_EXTRAIT_.
----

A l’évidence, les manœuvres de l’après-Katrina quant au devenir économique (donc immobilier), social (donc racial) et politique (donc « démocrate ») de La Nouvelle-Orléans ont commencé. [...] Avec 67 % d’Afro-Américains, 326 000 habitants, dont le revenu moyen annuel est de 11 332 dollars, soit un tiers de celui de la population blanche, La Nouvelle-Orléans est d’abord une ville noire, donc pauvre. Les principaux pourvoyeurs de travail y sont le port, le secteur pétrolier, celui de l’éducation, sans oublier celui du tourisme. En expansion, celui-ci emploie de plus en plus (14 % des emplois de la ville), au point que certains évoquent la possibilité de transformer La Nouvelle-Orléans en un Las Vegas du Sud (Wall Street Journal). [...] Début octobre, le maire annonçait spectaculairement son plan de relance de la ville, qui comporte une mesure phare : tous les hôtels de plus de 500 chambres pourraient désormais ouvrir des activités de jeux.
Selon le recensement de 2000, 53,47 % des 215 091 logements de la ville sont en location et les logements vides (12 %) se concentrent dans les quartiers blancs. 50 % des 87 500 propriétaires occupant leur logement n’ont pas d’assurances contre les inondations et il est probable que la plupart d’entre eux doivent considérer qu’ils n’ont plus de biens, puisque ne disposant pas des ressources nécessaires pour reconstruire leur maison. Au total, nous avons donc affaire à une population qui, dans son plus grand nombre, ne retrouvera pas de logement à son retour, si retour il y a.

----

_DONNÉES AFFICHÉES_.
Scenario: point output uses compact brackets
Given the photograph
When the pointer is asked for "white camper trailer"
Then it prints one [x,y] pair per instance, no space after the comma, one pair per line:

----

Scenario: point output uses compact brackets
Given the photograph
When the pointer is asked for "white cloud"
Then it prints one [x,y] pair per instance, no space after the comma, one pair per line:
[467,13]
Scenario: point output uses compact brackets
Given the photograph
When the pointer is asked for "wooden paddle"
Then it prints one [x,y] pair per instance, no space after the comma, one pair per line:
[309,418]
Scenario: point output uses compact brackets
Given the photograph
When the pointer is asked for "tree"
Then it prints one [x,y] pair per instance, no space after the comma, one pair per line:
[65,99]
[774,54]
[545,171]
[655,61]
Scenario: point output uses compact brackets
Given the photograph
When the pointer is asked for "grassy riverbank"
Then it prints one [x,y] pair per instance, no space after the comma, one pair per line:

----

_CONSIGNES_.
1. Indiquez si chacune des affirmations suivantes concorde avec l'extrait sur La Nouvelle-Orléans après Katrina, en répondant par oui ou par non et en citant les mots décisifs du texte. (a) Le tourisme fournit 14 % des emplois de la ville. (b) Les logements vides se concentrent dans les quartiers noirs. (c) Le plan de relance du maire autorise les activités de jeux dans tous les hôtels de la ville.
2. Rédigez la suite de l'extrait sur La Nouvelle-Orléans après Katrina, en reprenant après sa dernière phrase.

_RÉSULTATS_.
1.
(a) Oui : « celui-ci emploie de plus en plus (14 % des emplois de la ville) »
(b) Non : « les logements vides (12 %) se concentrent dans les quartiers blancs »
(c) Non : « tous les hôtels de plus de 500 chambres pourraient désormais ouvrir des activités de jeux »

2.
Riches au sec
Les locataires ne peuvent attendre de leurs propriétaires une rénovation rapide de leurs habitations. Les terrains sur lesquels sont concentrés les logements de la partie la plus pauvre de la ville ont été inondés et ses habitants ont fui de gré ou de force. Cette « libération sociale et raciale » de territoires causée par Katrina constitue d’ores et déjà une divine surprise pour ceux qui rêvent depuis longtemps d’un autre destin pour La Nouvelle-Orléans.
La destruction, ou dans le meilleur cas l’endommagement, de la majeure partie du parc immobilier est une occasion pour transformer la ville. Le président du New Orleans Business Council, Jimmy Reiss, ne dit pas autre chose lorsqu’il déclare qu’il faut « utiliser cette catastrophe comme une et unique chance de changer la dynamique de la ville ». Cette vision est partagée par Bruce Katz, un expert du Brookings Institute, qui parle plus clairement : « Règle n° 1, ne pas répéter les erreurs du passé, éviter l’hyper-concentration de pauvreté [...] et choisir la création de quartiers économiquement intégrés. » Le Wall Street Journal confirme, avec nuance, cette option : « La grande inconnue est le taux de retour de la diaspora de la ville et comment elle pourra retrouver un logement et un emploi. Un fort pourcentage de résidents à bas revenus était locataire. Réduire la concentration de pauvres peut également résoudre les problèmes sociaux de la ville. Mais, en même temps, la ville a besoin d’un large panel de salariés tant pour ses hôtels et restaurants que ses bureaux et commerces. »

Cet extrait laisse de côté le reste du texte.